Excerpted records.
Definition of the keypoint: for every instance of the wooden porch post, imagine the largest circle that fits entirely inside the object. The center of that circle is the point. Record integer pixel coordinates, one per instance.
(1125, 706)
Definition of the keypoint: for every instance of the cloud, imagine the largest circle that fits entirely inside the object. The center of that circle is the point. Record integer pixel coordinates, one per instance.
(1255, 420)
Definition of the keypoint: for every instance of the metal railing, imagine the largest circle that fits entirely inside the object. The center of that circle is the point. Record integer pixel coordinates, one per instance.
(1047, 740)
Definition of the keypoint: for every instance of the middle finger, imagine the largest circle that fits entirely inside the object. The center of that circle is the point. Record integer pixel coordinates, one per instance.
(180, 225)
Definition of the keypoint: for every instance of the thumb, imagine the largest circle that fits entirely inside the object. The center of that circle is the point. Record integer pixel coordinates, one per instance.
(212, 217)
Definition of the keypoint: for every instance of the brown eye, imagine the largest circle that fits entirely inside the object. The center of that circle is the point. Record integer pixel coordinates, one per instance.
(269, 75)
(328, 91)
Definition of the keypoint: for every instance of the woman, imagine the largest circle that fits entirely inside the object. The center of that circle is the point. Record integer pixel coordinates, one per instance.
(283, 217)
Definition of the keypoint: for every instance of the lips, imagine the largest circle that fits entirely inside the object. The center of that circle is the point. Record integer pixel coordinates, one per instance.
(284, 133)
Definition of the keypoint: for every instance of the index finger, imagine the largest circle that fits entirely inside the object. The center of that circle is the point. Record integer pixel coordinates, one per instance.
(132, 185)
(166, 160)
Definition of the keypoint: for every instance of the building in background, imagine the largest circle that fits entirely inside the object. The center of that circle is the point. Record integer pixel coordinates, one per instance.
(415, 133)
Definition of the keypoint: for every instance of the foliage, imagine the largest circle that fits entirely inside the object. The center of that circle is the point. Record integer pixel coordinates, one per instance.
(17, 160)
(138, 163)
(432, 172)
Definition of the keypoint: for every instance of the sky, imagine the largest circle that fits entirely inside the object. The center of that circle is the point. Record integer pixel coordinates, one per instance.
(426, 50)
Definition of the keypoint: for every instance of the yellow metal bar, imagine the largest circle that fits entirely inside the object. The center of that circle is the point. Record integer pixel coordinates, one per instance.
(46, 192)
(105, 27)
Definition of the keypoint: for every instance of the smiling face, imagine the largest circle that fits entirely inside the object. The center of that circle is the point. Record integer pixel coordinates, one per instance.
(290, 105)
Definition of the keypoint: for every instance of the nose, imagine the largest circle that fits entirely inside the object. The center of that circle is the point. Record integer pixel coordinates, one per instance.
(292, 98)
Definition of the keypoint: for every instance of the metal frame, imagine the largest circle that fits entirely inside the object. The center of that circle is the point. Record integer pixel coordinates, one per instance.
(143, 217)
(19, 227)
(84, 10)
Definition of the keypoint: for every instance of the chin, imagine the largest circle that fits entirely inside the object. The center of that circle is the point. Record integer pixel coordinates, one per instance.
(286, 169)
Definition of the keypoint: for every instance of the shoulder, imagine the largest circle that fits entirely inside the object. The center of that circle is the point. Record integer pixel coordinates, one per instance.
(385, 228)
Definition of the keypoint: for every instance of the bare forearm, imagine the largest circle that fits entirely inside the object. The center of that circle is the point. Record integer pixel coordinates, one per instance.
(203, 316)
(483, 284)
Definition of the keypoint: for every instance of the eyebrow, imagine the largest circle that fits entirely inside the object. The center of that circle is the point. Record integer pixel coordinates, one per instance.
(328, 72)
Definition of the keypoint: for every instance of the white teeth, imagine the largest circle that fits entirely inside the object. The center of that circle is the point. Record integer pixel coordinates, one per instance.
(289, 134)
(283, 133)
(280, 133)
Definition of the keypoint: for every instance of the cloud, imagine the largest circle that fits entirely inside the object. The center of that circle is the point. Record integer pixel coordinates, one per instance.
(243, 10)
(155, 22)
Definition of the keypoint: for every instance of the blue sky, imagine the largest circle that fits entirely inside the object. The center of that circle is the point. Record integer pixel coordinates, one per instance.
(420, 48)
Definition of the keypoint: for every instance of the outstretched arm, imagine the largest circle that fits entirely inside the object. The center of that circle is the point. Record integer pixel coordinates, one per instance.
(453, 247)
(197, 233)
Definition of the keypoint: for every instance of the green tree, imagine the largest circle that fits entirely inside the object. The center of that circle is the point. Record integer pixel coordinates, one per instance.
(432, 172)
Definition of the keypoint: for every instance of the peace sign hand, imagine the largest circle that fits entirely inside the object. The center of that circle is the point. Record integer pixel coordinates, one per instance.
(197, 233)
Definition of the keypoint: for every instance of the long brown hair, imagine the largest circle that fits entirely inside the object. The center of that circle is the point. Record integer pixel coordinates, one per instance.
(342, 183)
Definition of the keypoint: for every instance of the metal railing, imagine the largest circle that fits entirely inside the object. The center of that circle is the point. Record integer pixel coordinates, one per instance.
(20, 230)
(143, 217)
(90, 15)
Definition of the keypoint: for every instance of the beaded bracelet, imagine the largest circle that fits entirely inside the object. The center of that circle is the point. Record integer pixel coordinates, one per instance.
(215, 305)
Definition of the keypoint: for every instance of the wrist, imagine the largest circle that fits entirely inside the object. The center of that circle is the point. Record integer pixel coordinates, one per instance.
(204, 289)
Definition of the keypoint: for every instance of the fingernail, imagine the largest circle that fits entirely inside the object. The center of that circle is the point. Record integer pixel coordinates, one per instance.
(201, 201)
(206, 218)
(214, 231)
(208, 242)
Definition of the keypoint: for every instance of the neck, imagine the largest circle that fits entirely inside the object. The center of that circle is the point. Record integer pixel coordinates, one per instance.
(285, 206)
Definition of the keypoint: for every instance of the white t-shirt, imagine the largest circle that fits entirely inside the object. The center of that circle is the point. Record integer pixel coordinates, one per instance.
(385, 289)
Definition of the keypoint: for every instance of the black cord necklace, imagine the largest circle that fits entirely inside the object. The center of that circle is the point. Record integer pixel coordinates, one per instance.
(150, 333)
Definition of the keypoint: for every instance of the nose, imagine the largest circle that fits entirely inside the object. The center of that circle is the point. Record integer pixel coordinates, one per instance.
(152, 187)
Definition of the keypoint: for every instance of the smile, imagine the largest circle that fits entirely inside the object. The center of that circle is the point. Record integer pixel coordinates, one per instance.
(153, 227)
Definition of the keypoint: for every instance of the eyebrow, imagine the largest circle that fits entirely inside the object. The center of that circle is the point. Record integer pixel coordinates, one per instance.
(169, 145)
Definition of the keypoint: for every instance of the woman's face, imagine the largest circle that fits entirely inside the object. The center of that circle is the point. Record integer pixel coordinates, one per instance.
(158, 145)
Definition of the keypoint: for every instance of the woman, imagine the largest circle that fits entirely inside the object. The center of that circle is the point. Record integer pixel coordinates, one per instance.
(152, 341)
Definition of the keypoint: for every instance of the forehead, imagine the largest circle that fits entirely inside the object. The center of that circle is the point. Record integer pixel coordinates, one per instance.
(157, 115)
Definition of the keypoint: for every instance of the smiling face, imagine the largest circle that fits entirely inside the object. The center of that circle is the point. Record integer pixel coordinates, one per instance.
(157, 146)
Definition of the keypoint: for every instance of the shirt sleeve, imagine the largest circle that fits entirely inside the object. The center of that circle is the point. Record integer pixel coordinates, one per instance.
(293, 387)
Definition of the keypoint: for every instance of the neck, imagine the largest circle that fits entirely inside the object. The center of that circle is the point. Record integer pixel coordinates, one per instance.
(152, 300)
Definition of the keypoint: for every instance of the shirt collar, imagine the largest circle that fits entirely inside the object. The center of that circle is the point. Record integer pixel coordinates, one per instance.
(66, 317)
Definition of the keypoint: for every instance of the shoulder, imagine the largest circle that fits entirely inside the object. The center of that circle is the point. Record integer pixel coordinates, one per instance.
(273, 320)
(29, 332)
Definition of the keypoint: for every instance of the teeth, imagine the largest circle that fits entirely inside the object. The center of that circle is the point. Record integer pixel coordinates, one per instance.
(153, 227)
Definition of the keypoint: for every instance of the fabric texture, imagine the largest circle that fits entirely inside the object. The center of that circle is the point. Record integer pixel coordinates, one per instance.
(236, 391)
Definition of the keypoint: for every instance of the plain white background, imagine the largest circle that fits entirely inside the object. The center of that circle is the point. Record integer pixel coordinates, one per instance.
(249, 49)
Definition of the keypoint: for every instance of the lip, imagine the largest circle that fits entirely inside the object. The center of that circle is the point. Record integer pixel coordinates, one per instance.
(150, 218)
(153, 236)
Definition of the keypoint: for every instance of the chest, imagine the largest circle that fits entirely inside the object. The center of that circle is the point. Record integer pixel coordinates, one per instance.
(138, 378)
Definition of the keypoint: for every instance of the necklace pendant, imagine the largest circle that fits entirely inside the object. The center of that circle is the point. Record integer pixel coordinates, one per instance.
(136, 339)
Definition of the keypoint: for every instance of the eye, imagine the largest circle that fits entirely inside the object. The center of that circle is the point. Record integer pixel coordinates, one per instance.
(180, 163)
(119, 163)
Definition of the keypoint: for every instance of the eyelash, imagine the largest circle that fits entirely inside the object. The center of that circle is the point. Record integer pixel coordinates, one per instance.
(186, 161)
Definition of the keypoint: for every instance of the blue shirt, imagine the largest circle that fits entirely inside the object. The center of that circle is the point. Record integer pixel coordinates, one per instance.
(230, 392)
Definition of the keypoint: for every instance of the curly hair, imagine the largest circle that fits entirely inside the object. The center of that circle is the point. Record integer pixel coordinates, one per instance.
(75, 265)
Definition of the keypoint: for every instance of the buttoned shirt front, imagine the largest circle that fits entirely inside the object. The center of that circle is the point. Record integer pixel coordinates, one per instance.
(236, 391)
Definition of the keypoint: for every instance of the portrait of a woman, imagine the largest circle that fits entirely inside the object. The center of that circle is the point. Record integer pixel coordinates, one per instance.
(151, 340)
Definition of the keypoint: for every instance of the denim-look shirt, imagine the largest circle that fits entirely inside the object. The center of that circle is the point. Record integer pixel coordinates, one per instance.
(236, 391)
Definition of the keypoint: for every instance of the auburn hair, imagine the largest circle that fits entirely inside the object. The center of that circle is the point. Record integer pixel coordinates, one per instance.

Goal of the exercise.
Copy the material from its first line through the line containing "(1255, 420)", inclusive, and leave out everything after it. Keep each request unchanged, and multiply every pixel coordinate in the answers by 1.65, rounding to the nearest whole number with halves rounded up.

Exercise response.
Definition of the keypoint: for every instance of the wooden porch post, imagine the largest circle that fits entirely inside the object. The center of that circle is the point. Record integer pixel coordinates, one per instance.
(1856, 1165)
Definition of the keypoint: for every instance of the cloud, imagine the largest circle that fits entirely inside the object. The center of that circle is the point. Record integer pixel coordinates, one per instance.
(2071, 693)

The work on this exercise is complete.